Saved entries:
::::
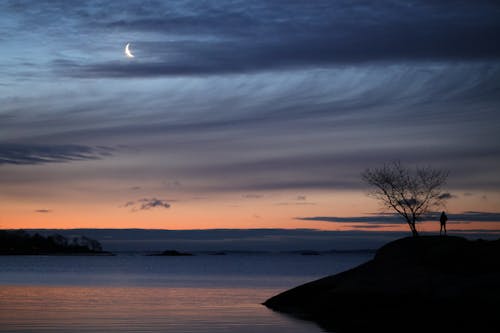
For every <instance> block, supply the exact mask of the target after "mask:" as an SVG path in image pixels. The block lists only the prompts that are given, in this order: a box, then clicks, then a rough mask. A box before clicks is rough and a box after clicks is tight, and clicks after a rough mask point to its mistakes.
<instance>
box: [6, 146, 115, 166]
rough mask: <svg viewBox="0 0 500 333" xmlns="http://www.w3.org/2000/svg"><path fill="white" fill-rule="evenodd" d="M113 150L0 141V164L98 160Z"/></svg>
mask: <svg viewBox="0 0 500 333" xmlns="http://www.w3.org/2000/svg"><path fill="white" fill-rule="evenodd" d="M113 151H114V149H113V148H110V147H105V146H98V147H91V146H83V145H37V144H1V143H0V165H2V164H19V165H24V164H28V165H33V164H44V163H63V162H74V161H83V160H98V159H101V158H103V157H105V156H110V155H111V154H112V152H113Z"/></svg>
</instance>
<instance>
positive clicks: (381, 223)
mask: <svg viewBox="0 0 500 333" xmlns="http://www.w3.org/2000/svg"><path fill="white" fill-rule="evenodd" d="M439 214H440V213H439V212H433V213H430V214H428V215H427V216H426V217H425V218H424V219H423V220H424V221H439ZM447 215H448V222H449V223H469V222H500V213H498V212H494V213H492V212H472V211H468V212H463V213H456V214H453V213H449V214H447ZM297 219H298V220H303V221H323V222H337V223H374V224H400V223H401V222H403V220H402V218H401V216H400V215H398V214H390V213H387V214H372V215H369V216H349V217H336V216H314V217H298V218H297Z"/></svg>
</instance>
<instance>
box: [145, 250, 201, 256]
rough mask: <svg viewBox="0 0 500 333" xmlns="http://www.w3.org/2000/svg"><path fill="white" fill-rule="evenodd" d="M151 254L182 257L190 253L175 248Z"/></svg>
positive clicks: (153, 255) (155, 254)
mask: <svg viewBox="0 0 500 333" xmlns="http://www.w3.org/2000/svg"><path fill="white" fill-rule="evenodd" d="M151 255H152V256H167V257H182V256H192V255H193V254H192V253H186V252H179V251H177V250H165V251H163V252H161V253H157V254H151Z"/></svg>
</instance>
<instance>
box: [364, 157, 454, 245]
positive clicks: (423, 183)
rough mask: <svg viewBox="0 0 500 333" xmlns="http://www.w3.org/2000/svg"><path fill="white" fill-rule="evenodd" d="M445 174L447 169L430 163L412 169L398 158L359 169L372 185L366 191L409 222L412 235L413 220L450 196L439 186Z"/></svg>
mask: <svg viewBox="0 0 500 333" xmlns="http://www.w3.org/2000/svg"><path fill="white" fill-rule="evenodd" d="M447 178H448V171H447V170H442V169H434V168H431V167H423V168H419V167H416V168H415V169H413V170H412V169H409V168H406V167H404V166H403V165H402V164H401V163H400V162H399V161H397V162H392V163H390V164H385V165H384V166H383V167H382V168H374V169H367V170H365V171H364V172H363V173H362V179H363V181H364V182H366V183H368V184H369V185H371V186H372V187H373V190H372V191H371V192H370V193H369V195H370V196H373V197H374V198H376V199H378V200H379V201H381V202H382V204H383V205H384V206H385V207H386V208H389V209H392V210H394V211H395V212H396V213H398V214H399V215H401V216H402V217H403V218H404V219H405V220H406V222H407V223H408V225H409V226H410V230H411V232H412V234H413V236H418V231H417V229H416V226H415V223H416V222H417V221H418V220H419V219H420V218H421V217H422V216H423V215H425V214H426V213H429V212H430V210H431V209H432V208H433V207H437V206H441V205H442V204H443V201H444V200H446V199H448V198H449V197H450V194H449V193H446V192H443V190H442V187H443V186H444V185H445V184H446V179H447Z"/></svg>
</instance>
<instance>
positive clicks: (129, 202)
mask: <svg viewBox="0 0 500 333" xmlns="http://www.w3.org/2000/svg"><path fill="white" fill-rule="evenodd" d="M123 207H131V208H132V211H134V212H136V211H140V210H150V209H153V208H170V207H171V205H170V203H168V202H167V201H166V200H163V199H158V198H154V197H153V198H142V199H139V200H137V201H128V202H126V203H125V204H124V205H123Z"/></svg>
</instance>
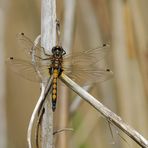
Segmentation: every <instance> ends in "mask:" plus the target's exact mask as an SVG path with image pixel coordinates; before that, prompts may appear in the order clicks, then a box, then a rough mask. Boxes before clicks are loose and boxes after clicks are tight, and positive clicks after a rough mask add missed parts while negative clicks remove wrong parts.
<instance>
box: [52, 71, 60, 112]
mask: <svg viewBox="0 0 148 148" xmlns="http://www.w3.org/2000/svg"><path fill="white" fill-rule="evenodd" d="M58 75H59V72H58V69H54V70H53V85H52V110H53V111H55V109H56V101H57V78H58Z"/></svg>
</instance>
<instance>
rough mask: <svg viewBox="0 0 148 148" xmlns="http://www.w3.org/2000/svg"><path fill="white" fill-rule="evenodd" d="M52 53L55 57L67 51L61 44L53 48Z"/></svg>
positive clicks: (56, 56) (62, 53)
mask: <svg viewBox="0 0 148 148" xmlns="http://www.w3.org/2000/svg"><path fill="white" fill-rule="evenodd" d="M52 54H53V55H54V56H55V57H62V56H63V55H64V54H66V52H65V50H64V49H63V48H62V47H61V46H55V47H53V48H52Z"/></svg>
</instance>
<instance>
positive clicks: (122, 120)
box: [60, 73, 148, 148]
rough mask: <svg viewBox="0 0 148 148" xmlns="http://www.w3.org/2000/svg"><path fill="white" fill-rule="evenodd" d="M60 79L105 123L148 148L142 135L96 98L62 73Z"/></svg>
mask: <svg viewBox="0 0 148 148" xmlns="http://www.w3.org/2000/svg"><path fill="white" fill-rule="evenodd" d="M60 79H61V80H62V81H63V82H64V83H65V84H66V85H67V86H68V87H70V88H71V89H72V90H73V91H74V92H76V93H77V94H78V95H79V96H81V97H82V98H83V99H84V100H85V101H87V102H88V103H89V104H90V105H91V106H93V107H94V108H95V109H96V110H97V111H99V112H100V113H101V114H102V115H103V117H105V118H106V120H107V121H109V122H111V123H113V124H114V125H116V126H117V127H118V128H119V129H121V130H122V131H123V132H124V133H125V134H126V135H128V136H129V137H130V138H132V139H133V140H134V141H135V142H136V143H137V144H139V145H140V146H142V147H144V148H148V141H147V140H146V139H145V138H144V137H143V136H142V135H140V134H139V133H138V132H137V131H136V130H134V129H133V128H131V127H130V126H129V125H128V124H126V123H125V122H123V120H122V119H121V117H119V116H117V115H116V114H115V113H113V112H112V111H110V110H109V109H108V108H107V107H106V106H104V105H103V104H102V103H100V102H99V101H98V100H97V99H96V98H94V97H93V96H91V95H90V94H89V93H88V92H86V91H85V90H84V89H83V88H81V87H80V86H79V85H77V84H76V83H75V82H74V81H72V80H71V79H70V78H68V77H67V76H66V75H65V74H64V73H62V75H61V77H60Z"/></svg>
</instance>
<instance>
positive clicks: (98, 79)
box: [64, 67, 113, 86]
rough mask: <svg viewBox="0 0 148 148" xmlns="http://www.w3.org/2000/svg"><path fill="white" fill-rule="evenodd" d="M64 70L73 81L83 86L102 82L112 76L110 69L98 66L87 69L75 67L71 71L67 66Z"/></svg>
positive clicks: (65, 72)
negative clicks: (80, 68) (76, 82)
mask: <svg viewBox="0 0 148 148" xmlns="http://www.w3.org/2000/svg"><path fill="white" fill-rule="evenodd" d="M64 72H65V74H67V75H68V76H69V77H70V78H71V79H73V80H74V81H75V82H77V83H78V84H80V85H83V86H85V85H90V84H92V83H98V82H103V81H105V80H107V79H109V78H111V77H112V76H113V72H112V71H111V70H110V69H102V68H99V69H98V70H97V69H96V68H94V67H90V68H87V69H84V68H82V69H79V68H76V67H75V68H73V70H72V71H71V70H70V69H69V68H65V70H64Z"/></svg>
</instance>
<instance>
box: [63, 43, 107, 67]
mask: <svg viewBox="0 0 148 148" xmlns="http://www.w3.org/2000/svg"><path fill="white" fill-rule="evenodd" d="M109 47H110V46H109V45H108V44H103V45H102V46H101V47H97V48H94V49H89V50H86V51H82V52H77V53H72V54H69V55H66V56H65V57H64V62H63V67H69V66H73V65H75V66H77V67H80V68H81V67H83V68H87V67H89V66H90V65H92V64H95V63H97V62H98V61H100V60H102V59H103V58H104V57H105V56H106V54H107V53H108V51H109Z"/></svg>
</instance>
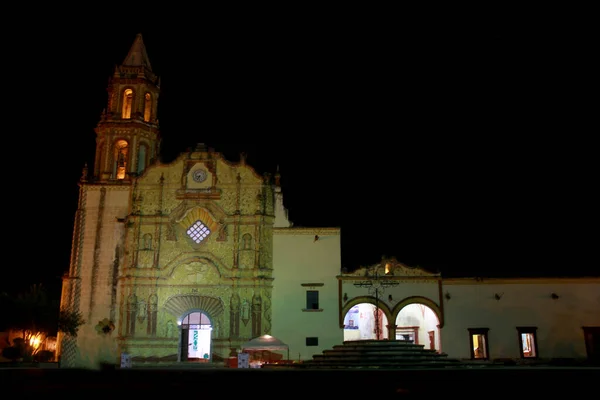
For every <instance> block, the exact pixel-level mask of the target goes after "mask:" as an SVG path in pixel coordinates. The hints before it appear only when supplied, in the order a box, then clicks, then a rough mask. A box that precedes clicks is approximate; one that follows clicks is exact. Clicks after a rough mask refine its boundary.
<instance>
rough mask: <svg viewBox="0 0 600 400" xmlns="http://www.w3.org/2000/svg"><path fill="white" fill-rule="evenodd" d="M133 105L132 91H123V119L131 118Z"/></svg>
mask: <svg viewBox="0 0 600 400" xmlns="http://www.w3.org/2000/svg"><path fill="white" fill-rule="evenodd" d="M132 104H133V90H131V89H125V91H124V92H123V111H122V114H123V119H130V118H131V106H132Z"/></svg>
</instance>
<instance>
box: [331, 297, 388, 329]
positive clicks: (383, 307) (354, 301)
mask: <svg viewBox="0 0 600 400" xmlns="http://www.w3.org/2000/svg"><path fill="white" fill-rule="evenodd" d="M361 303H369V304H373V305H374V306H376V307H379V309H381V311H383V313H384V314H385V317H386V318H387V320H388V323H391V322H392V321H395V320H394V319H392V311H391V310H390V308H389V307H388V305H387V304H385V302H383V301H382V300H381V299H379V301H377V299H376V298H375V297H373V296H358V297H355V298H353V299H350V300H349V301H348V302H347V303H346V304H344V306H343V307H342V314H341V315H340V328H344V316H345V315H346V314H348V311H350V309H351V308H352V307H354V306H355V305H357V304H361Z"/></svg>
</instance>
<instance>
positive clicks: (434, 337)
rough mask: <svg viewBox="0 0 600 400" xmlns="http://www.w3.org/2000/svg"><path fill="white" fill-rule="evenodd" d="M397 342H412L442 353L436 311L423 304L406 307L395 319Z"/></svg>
::::
* [What you should do] In the entries above, please find the line with "Segmentation: every <instance>" and the line with "box: [60, 73, 148, 148]", then write out exactly those two lines and every line between them, and nothing more.

* [Your solution]
Segmentation: every <instance> ends in "mask:" plus the target's exact mask as an SVG path with image pixel coordinates; before that, prompts may appear in the order clicks, then a box, then a rough mask. Boxes before clicks are loose and boxes after clicks are tight, and positive clicks after a rough mask add missed parts while negative clicks remove wrong parts.
<instance>
box: [52, 71, 60, 112]
mask: <svg viewBox="0 0 148 148" xmlns="http://www.w3.org/2000/svg"><path fill="white" fill-rule="evenodd" d="M58 75H59V72H58V69H54V70H53V85H52V110H53V111H55V109H56V101H57V78H58Z"/></svg>
</instance>
<instance>
rough mask: <svg viewBox="0 0 148 148" xmlns="http://www.w3.org/2000/svg"><path fill="white" fill-rule="evenodd" d="M52 53L55 57L67 51L61 44L53 48Z"/></svg>
positive clicks: (56, 56) (62, 53)
mask: <svg viewBox="0 0 148 148" xmlns="http://www.w3.org/2000/svg"><path fill="white" fill-rule="evenodd" d="M52 54H53V55H54V56H55V57H62V56H63V55H64V54H66V52H65V50H64V49H63V48H62V47H61V46H55V47H53V48H52Z"/></svg>
</instance>
<instance>
positive clicks: (122, 120)
box: [60, 73, 148, 148]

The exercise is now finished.